Print verbatim the lines of the entries from the one containing "Reviewer note: make sure every instance of the wavy" to the last, inclusive, and no others.

* Object point labels
· · · · ·

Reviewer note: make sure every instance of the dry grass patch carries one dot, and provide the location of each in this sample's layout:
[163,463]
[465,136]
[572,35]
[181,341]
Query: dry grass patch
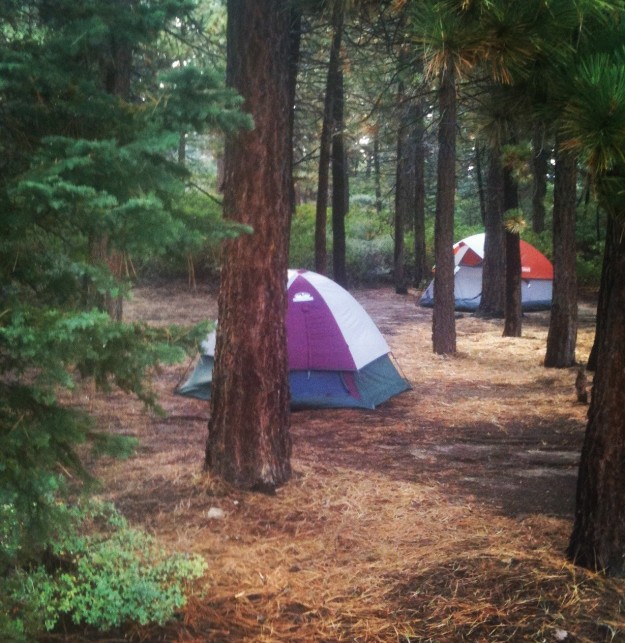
[441,516]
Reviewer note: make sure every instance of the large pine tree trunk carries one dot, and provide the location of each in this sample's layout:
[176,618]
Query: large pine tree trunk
[492,302]
[562,336]
[598,537]
[248,442]
[325,144]
[340,186]
[443,317]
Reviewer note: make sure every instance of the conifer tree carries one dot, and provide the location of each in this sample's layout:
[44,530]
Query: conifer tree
[84,161]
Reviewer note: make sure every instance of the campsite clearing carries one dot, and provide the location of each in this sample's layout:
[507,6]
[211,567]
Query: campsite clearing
[440,516]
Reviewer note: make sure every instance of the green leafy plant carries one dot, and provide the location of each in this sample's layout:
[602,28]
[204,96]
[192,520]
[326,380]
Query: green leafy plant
[100,573]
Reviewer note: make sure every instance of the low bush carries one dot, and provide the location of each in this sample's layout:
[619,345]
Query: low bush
[100,573]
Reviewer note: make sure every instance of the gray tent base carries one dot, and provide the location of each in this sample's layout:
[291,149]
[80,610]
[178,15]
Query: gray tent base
[367,388]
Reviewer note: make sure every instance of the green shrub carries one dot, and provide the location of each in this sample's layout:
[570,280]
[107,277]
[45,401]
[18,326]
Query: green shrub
[100,573]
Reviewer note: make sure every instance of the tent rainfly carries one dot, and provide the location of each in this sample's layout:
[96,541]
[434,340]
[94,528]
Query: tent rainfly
[536,277]
[337,355]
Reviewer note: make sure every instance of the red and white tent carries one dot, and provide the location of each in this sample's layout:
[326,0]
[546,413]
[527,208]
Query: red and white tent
[536,276]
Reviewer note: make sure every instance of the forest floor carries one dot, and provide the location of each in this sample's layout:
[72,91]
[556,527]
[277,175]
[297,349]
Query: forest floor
[441,516]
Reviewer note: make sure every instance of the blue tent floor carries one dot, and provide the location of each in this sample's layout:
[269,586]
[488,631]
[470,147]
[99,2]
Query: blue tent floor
[374,384]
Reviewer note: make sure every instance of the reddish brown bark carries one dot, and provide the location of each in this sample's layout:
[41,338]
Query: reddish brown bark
[248,442]
[598,537]
[443,318]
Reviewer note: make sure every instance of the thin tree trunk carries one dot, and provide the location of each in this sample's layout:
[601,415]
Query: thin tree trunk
[403,185]
[443,317]
[598,537]
[377,174]
[492,302]
[248,434]
[325,144]
[605,288]
[513,311]
[340,191]
[540,157]
[421,271]
[116,74]
[562,336]
[479,151]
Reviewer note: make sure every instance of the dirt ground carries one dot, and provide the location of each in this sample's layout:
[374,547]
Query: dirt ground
[443,515]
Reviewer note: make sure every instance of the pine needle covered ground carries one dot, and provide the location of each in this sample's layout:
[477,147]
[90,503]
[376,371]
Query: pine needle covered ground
[441,516]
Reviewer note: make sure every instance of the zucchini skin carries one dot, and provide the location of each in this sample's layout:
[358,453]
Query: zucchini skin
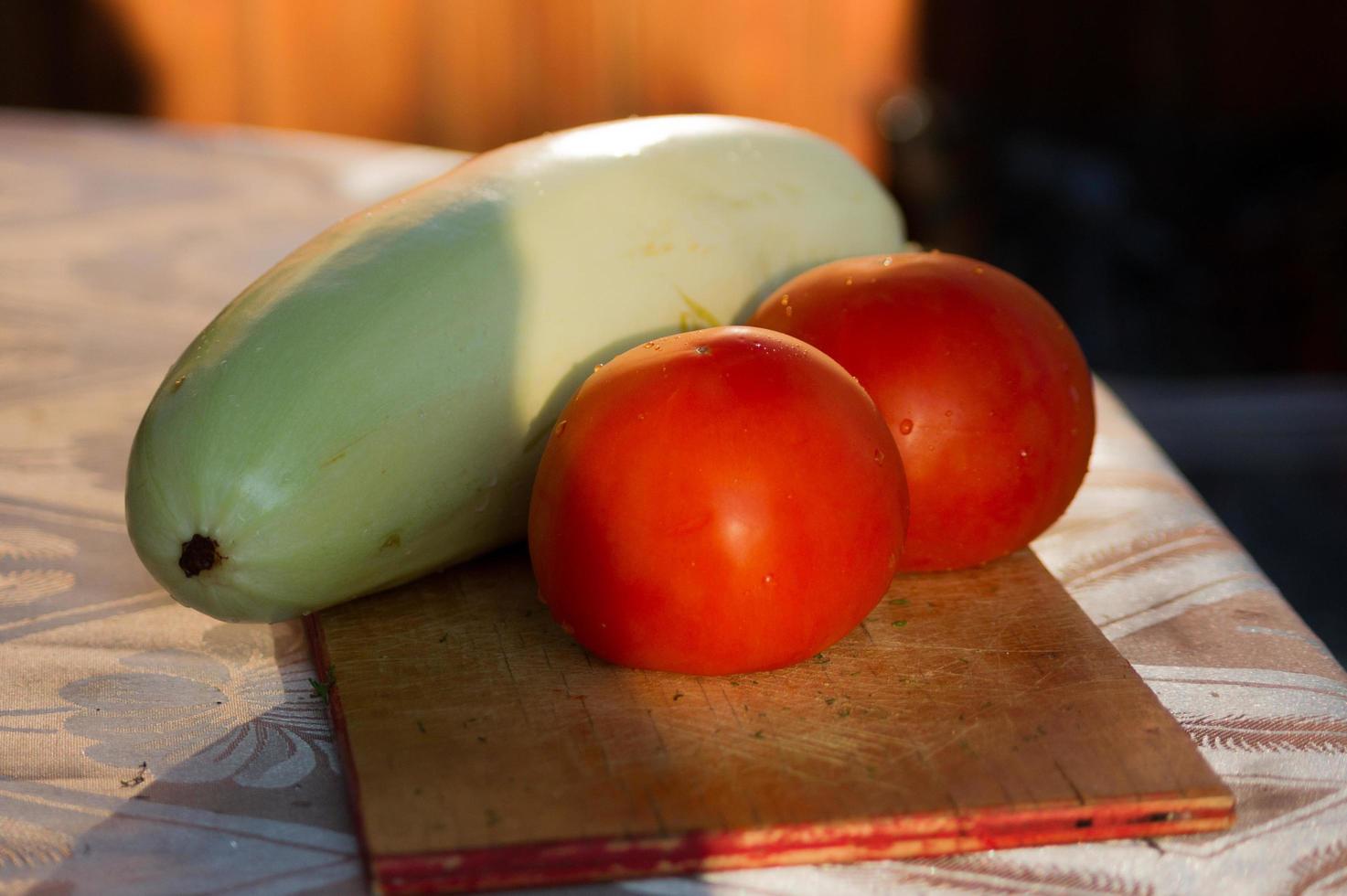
[375,406]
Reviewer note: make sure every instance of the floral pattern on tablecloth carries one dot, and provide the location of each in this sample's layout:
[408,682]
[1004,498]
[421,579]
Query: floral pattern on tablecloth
[145,748]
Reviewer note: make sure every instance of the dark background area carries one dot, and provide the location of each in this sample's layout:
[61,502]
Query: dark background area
[1171,176]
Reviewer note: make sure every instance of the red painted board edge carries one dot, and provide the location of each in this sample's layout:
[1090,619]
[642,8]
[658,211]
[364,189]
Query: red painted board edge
[871,839]
[322,662]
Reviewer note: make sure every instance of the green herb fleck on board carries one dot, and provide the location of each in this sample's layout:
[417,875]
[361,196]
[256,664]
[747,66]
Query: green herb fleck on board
[322,690]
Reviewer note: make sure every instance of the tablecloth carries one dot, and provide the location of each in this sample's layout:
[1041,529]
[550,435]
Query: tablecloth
[145,748]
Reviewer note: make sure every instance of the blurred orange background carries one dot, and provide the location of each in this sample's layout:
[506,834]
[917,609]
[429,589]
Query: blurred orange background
[473,74]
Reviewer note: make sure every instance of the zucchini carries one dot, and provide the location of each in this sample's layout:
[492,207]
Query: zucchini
[375,406]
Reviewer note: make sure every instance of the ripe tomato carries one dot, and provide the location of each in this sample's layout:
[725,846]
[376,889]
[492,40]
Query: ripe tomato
[985,389]
[718,501]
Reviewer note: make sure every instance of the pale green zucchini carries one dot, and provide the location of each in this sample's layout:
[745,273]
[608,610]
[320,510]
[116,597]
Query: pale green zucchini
[375,406]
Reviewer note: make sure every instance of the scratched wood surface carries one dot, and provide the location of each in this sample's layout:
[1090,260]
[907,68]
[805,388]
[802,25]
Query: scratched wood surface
[971,710]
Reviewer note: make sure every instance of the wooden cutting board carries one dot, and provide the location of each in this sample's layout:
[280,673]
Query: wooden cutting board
[971,710]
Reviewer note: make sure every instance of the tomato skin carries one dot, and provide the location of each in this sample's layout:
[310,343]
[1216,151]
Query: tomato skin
[982,384]
[717,501]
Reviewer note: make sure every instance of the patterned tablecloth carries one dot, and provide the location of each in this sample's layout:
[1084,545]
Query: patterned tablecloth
[145,748]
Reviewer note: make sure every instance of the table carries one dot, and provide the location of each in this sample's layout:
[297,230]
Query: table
[145,748]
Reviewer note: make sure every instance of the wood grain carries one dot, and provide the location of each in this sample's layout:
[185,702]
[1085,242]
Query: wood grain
[970,710]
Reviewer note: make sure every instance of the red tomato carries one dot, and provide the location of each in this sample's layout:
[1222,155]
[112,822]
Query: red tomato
[985,389]
[718,501]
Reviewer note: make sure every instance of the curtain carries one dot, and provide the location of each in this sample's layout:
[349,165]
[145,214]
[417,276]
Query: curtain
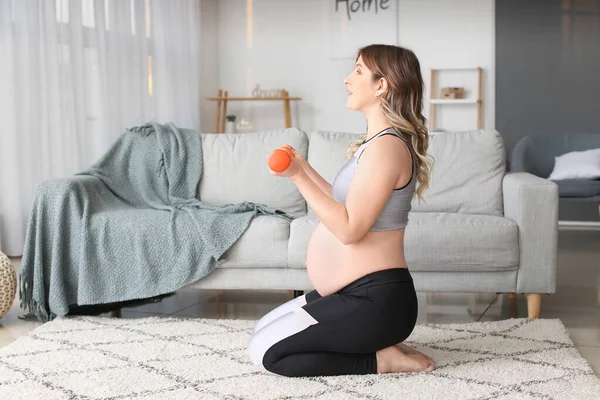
[74,74]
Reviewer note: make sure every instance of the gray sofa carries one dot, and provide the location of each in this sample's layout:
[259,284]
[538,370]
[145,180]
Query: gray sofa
[480,229]
[579,199]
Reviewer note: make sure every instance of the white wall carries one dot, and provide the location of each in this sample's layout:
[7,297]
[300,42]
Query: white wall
[209,63]
[285,44]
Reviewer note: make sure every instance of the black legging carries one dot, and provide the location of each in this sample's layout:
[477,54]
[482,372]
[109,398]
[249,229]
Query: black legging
[374,312]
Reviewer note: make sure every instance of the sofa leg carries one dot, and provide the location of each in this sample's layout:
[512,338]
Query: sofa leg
[513,307]
[534,303]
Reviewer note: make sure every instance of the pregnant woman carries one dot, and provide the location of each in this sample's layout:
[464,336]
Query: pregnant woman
[364,303]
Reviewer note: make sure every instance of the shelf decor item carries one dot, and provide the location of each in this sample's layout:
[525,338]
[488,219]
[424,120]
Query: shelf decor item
[455,95]
[223,98]
[230,126]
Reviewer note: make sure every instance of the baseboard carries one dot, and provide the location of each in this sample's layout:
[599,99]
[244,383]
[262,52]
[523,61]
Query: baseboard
[579,225]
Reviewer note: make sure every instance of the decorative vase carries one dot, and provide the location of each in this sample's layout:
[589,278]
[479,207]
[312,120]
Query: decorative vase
[8,284]
[230,127]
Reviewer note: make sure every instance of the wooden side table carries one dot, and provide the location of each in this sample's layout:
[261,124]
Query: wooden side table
[223,98]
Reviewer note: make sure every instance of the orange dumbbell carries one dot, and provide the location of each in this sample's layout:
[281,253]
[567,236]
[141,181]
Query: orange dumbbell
[280,158]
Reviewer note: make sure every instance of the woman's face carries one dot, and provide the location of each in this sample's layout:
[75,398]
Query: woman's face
[361,88]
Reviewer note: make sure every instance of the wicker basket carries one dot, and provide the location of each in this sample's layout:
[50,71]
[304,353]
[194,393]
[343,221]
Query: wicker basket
[8,284]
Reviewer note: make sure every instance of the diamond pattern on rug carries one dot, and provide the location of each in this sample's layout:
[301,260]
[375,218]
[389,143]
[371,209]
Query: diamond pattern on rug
[176,358]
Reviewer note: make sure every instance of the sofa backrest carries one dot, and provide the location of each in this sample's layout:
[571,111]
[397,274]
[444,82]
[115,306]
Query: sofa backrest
[540,150]
[235,169]
[467,174]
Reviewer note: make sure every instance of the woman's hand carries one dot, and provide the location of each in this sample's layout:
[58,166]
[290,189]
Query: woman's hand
[299,157]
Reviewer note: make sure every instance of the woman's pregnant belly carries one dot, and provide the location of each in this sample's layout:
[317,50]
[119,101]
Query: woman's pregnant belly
[331,265]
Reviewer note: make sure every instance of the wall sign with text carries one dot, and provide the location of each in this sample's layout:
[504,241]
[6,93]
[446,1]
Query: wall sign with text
[357,23]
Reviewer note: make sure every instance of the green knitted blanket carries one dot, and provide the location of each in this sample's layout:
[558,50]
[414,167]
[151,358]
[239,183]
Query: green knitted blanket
[128,228]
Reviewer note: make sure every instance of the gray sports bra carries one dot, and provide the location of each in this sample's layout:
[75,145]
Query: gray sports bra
[395,213]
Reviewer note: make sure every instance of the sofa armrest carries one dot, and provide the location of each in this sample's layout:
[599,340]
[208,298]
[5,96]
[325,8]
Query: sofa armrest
[532,202]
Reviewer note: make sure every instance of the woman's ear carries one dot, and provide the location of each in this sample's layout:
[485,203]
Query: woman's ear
[382,87]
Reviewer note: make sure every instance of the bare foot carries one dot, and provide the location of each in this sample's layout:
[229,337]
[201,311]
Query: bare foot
[392,359]
[409,350]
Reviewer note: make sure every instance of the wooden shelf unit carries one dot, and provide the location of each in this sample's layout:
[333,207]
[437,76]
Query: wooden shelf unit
[433,101]
[223,98]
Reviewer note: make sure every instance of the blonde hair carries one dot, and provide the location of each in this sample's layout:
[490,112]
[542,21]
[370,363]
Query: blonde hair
[402,104]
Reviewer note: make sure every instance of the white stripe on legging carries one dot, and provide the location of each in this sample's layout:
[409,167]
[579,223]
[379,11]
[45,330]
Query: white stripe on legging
[283,326]
[279,311]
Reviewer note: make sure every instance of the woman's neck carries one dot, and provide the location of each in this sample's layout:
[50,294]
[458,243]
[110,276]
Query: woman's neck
[376,123]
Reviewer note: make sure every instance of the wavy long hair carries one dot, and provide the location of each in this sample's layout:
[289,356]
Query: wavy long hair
[402,103]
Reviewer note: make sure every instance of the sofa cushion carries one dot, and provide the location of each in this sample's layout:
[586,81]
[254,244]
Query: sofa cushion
[300,231]
[577,165]
[467,174]
[444,242]
[578,188]
[235,170]
[263,245]
[450,242]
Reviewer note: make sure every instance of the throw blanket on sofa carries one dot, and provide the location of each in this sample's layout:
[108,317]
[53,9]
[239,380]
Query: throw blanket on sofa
[128,228]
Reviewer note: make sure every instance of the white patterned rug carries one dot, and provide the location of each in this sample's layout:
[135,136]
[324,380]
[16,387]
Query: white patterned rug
[171,358]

· · · · ·

* Exercise output
Reviewer note: make sure every instance of the wavy long hair carries one dot, and provide the location of each in this sample's layout:
[289,356]
Query: wavy long hair
[402,103]
Reviewer note: make sure every instance of the sofa cushion carries one dot, and provide the location of each in this sample's layout:
[586,81]
[254,244]
Query: sofa cushion
[300,231]
[577,165]
[467,174]
[444,242]
[578,188]
[235,170]
[263,245]
[450,242]
Reviewer note: make sure every instance of the throw blanket on sofa carries one dot, and provide the location of each in this sample's layout:
[108,317]
[53,9]
[239,380]
Query: throw blanket on sofa
[128,228]
Reviewer note: make sure every instance of the white patterned rug carries one dot, and provide the location of each in this sample's layout:
[135,136]
[324,380]
[16,387]
Query: white patterned rug
[171,358]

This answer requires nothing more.